TASK DATA Start Marker

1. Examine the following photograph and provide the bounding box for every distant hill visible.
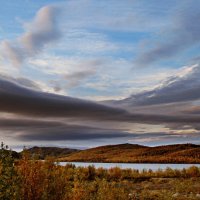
[22,146,79,159]
[58,143,200,163]
[2,143,200,163]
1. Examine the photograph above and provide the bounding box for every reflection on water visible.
[59,162,200,171]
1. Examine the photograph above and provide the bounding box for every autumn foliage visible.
[59,143,200,164]
[1,143,200,200]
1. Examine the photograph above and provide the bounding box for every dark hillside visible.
[22,146,79,159]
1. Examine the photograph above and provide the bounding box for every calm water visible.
[59,162,200,171]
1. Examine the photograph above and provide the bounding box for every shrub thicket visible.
[1,144,200,200]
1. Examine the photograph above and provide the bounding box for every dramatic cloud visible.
[1,77,200,125]
[0,118,130,141]
[135,2,200,66]
[119,64,200,106]
[19,130,196,142]
[2,117,199,143]
[1,5,61,66]
[0,74,40,90]
[0,77,128,120]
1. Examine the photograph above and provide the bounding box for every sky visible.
[0,0,200,150]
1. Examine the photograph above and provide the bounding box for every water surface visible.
[59,162,200,171]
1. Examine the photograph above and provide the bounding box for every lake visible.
[59,162,200,171]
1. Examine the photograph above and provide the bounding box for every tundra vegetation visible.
[1,143,200,200]
[58,143,200,164]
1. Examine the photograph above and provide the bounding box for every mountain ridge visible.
[58,143,200,163]
[3,143,200,163]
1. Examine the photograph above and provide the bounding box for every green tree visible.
[0,142,20,200]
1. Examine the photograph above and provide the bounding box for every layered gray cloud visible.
[1,77,200,125]
[118,64,200,106]
[1,76,200,144]
[0,118,130,141]
[0,74,40,90]
[0,77,129,120]
[2,117,199,143]
[17,127,130,141]
[1,5,61,66]
[135,2,200,66]
[18,130,191,142]
[183,106,200,116]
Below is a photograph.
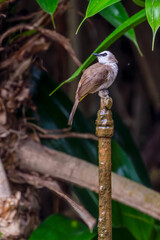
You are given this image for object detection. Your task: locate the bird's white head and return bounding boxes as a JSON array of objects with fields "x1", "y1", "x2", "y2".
[{"x1": 93, "y1": 51, "x2": 118, "y2": 65}]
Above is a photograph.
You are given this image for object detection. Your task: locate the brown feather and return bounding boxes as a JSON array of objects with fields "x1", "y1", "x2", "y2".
[
  {"x1": 76, "y1": 63, "x2": 112, "y2": 100},
  {"x1": 68, "y1": 99, "x2": 79, "y2": 126}
]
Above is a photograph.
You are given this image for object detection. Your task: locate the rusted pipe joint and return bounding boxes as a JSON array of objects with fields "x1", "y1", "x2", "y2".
[{"x1": 96, "y1": 91, "x2": 114, "y2": 138}]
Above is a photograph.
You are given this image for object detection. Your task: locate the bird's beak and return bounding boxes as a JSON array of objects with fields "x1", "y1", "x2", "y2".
[{"x1": 93, "y1": 53, "x2": 101, "y2": 56}]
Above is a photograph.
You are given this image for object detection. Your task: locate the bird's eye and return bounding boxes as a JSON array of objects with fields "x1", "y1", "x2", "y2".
[{"x1": 102, "y1": 53, "x2": 107, "y2": 56}]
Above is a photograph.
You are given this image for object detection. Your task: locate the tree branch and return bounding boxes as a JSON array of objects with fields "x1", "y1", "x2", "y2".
[{"x1": 17, "y1": 139, "x2": 160, "y2": 220}]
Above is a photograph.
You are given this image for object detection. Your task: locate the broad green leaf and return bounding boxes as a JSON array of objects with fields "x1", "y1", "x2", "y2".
[
  {"x1": 29, "y1": 214, "x2": 97, "y2": 240},
  {"x1": 112, "y1": 140, "x2": 153, "y2": 240},
  {"x1": 86, "y1": 0, "x2": 120, "y2": 18},
  {"x1": 113, "y1": 112, "x2": 150, "y2": 187},
  {"x1": 112, "y1": 139, "x2": 142, "y2": 183},
  {"x1": 112, "y1": 201, "x2": 154, "y2": 240},
  {"x1": 133, "y1": 0, "x2": 145, "y2": 7},
  {"x1": 76, "y1": 0, "x2": 121, "y2": 34},
  {"x1": 36, "y1": 0, "x2": 58, "y2": 15},
  {"x1": 36, "y1": 0, "x2": 58, "y2": 28},
  {"x1": 50, "y1": 9, "x2": 146, "y2": 95},
  {"x1": 100, "y1": 3, "x2": 142, "y2": 54},
  {"x1": 145, "y1": 0, "x2": 160, "y2": 50}
]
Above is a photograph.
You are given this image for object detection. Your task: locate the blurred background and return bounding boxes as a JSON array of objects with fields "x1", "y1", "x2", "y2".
[
  {"x1": 1, "y1": 0, "x2": 160, "y2": 190},
  {"x1": 1, "y1": 0, "x2": 160, "y2": 238}
]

TASK DATA End Marker

Could you print the listing above word for word, without its pictures?

● **TASK ANSWER**
1. Examine the following photograph and provide the bounding box for every distant hill visible.
[22,146,79,159]
[58,143,200,163]
[2,143,200,163]
1. Examine the photograph above and provide the bounding box for every reflection on water visible.
[59,162,200,171]
1. Examine the photograph above and provide the bounding box for every autumn foliage visible.
[59,143,200,164]
[1,143,200,200]
1. Examine the photograph above and provide the bounding box for every dark hillside visible.
[22,146,79,159]
1. Examine the photograph above and provide the bounding box for every calm water visible.
[59,162,200,171]
1. Examine the photograph above and provide the bounding box for every shrub thicket visible.
[1,144,200,200]
1. Examine the photograph above and provide the bounding box for every dramatic cloud visible.
[1,77,200,125]
[0,118,130,141]
[135,2,200,66]
[119,64,200,106]
[19,130,196,142]
[2,117,199,143]
[1,5,61,66]
[0,74,40,90]
[0,77,128,120]
1. Examine the photograph above and provide the bounding box for every sky visible.
[0,0,200,150]
1. Examine the photograph above and provide the bounding box for every water surface visible.
[59,162,200,171]
1. Examine the photograph above and provide the bounding box for every lake visible.
[59,162,200,171]
1. Examine the photograph above and provide the bounding box for every tundra vegetation visible.
[1,143,200,200]
[58,143,200,164]
1. Examine the photograph above and provide the bounding box for every mountain ridge visible.
[58,143,200,163]
[3,143,200,163]
1. Examine the photograph above and provide the bounding box for every green tree visible.
[0,142,20,200]
1. Examine the photograph above and provide the bounding box for every layered gray cloud visible.
[1,77,200,125]
[118,64,200,106]
[1,76,200,144]
[0,118,130,141]
[0,74,40,90]
[0,77,129,120]
[2,117,199,143]
[17,127,130,141]
[1,5,61,66]
[135,2,200,66]
[18,130,191,142]
[183,106,200,116]
Below is a photograph.
You are given this image for object detection. Your task: locate the bird's white head and return bounding boxes as a JSON array of objects with fields "x1", "y1", "x2", "y2".
[{"x1": 93, "y1": 51, "x2": 118, "y2": 65}]
Above is a photograph.
You are given this image for object detection. Your task: locate the brown feather and return bounding boxes as a JSON array of objects with fields "x1", "y1", "x2", "y2".
[
  {"x1": 76, "y1": 63, "x2": 112, "y2": 100},
  {"x1": 68, "y1": 99, "x2": 79, "y2": 126}
]
Above is a photograph.
You are given this image for object detection. Your task: locate the rusted pipe joint and return bounding boxes as a JSON array of objects with fields "x1", "y1", "x2", "y2".
[{"x1": 96, "y1": 91, "x2": 114, "y2": 138}]
Above is a photograph.
You are given this image for object detection. Your task: locate the bird's beak and return bounding boxes as a JSON array of objects with fields "x1", "y1", "x2", "y2".
[{"x1": 93, "y1": 53, "x2": 101, "y2": 56}]
Above is a photograph.
You are given this image for object detection. Your task: locate the bird's eye and return bounding boxes as a JSON array of objects with fields "x1", "y1", "x2", "y2".
[{"x1": 102, "y1": 53, "x2": 107, "y2": 56}]
Above is a photograph.
You are given this image for object detection. Your task: locate the tree branch and return bounding boxes as a JSON array of objects with fields "x1", "y1", "x2", "y2".
[{"x1": 17, "y1": 139, "x2": 160, "y2": 220}]
Above is a photograph.
You are given this image for object detection. Your task: locate the broad green leaf and return bounding boxes as a JSON array of objects with fields "x1", "y1", "x2", "y2".
[
  {"x1": 29, "y1": 214, "x2": 97, "y2": 240},
  {"x1": 112, "y1": 140, "x2": 153, "y2": 240},
  {"x1": 86, "y1": 0, "x2": 120, "y2": 18},
  {"x1": 113, "y1": 112, "x2": 150, "y2": 187},
  {"x1": 112, "y1": 139, "x2": 142, "y2": 183},
  {"x1": 112, "y1": 201, "x2": 154, "y2": 240},
  {"x1": 133, "y1": 0, "x2": 145, "y2": 7},
  {"x1": 76, "y1": 0, "x2": 121, "y2": 34},
  {"x1": 36, "y1": 0, "x2": 58, "y2": 15},
  {"x1": 36, "y1": 0, "x2": 58, "y2": 28},
  {"x1": 50, "y1": 9, "x2": 146, "y2": 95},
  {"x1": 100, "y1": 3, "x2": 142, "y2": 54},
  {"x1": 145, "y1": 0, "x2": 160, "y2": 50}
]
Above is a photograph.
You are given this image for object detection. Your task: locate the blurred background and return bounding boxes as a JSON array of objects with fields "x1", "y1", "x2", "y2".
[
  {"x1": 1, "y1": 0, "x2": 160, "y2": 190},
  {"x1": 1, "y1": 0, "x2": 160, "y2": 238}
]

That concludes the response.